### Provided text
=======

Poverty news will not be good

Poverty A mother holding a child
ViewsJune 24th, 2015

The most recent figures on relative income poverty in Wales and the UK – up to 2013/14 – are due out tomorrow.  What should we make of the figures?

The news is unlikely to be good.

Most people anticipate that the proportion of people living in poverty will be up on previous years.  Quite what the scale of the increase will be remains to be seen, but cuts to benefits which took effect in the 2013 will now show up in the figures for the first time.

We can also anticipate that the increases are likely to be most marked amongst children and working age adults, with possibly some good news about pensioners, as the ‘triple lock’ on state pensions and increase in the proportion with private pensions is likely to continue to lift the great majority of older people out of poverty.

What are we to make of these figures when they appear?

Here are five key messages.

1.  Poverty exists in Wales

There will doubtless be the usual arguments that there is no ‘poverty’ in Wales, because people aren’t starving. This is because many people think of poverty in global terms and quite reasonably think of people in third world countries without food or shelter.  But modern measures of poverty look at how many people fall a long way below the norm for a society.  So people in Wales who are ‘in poverty’ may well have enough to eat and a roof over their head, but they have far, far less than the average household.

=======

### Extracted information
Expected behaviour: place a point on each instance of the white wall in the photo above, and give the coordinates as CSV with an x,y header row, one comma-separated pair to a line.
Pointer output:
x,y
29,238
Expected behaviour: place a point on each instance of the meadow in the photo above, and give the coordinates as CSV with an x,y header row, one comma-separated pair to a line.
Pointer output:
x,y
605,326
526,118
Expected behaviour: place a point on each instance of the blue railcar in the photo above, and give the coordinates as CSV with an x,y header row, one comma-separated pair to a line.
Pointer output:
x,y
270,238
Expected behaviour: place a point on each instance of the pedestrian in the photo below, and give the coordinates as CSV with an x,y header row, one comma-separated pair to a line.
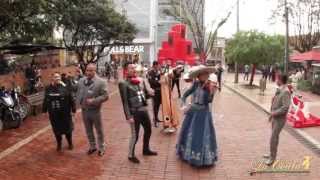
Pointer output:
x,y
92,92
197,140
31,75
108,70
246,72
170,115
154,80
219,71
59,104
176,78
279,109
270,72
134,99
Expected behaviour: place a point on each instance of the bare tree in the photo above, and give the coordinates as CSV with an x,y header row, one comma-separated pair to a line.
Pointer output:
x,y
189,12
304,23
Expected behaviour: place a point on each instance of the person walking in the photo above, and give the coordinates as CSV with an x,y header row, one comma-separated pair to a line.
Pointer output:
x,y
279,109
219,71
246,72
176,78
154,80
134,99
59,104
92,92
197,140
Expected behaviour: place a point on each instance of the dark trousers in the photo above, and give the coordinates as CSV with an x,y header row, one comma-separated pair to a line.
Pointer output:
x,y
59,138
176,82
156,102
277,126
140,118
246,76
219,83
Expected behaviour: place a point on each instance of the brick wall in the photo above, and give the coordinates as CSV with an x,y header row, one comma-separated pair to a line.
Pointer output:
x,y
19,78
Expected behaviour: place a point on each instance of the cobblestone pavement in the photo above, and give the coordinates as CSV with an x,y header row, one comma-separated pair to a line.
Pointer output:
x,y
242,132
311,100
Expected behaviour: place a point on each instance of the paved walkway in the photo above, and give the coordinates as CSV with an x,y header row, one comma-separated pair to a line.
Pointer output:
x,y
242,132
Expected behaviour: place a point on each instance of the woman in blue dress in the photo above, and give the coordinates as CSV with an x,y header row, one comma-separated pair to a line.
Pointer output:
x,y
197,141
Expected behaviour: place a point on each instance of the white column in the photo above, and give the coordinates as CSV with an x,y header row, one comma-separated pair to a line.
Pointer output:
x,y
153,30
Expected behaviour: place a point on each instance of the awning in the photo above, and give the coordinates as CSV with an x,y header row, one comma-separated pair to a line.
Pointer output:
x,y
307,56
25,48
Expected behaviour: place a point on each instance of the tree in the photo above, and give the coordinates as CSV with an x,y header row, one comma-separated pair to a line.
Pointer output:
x,y
304,23
24,20
256,48
89,27
190,13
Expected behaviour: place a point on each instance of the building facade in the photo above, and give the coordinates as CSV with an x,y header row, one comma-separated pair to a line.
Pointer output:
x,y
142,14
165,22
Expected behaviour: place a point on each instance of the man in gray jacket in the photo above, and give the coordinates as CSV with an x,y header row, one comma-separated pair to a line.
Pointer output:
x,y
92,92
279,109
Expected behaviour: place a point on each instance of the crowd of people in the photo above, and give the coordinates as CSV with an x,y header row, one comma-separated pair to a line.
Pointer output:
x,y
196,143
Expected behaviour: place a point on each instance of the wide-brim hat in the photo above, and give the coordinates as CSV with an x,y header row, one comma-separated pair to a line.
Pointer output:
x,y
140,68
195,72
213,78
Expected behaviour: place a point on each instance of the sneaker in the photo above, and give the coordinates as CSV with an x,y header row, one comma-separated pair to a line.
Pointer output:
x,y
70,147
150,153
269,162
101,153
91,151
266,156
59,148
134,160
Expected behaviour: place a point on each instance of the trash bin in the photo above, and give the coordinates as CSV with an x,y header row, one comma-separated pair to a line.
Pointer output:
x,y
316,83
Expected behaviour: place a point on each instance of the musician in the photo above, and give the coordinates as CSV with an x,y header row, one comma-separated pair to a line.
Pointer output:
x,y
154,80
134,99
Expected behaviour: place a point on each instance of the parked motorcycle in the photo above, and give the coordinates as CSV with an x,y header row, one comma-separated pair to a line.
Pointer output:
x,y
9,115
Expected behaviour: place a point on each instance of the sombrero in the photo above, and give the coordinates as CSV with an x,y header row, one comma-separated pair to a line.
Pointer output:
x,y
199,70
140,68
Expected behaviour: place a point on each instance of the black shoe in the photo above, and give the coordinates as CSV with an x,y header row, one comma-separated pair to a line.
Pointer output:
x,y
155,123
70,147
150,153
91,151
101,153
59,148
134,160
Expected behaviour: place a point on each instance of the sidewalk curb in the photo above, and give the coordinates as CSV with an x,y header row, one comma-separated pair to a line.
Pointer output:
x,y
301,136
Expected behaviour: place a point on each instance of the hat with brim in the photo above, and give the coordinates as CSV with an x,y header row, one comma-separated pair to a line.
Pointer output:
x,y
139,68
200,70
213,78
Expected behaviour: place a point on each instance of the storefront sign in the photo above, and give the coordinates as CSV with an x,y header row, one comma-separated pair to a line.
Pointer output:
x,y
127,49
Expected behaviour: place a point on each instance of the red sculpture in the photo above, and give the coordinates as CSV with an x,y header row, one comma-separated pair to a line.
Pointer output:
x,y
177,48
298,115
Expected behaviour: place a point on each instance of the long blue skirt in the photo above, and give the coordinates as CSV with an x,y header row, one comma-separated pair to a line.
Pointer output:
x,y
197,143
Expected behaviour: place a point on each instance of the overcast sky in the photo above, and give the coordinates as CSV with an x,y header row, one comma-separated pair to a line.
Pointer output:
x,y
254,14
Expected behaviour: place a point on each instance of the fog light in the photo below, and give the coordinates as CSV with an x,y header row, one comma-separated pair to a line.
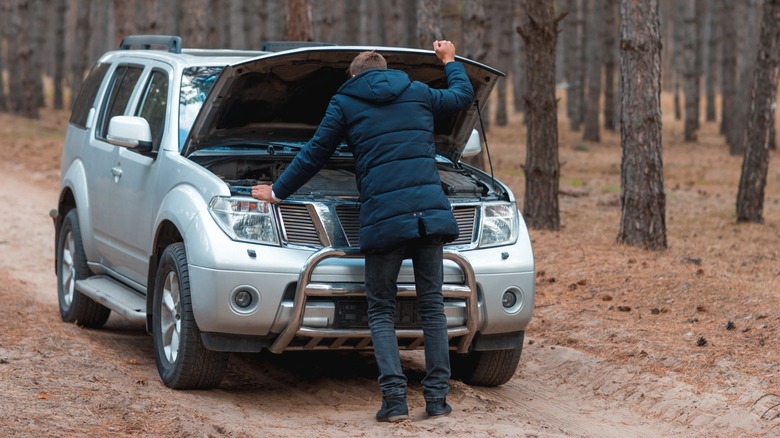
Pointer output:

=======

### Problems to solve
#1 According to the Welsh poverty text, up to what year do the figures due out tomorrow run?
#2 For each statement, say whether it agrees with the Welsh poverty text, and quote the words that decide it.
(a) The largest increases in poverty are expected among pensioners.
(b) Benefit cuts that took effect in 2013 will show up in the figures for the first time.
(c) Modern measures of poverty look at how far people fall below the norm for their society.
The entries were taken from a separate source and are unrelated to the text on Welsh poverty.

### Answers to each task
#1 Up to 2013/14.

#2
(a) No: "the increases are likely to be most marked amongst children and working age adults"
(b) Yes: "cuts to benefits which took effect in the 2013 will now show up in the figures for the first time"
(c) Yes: "modern measures of poverty look at how many people fall a long way below the norm for a society"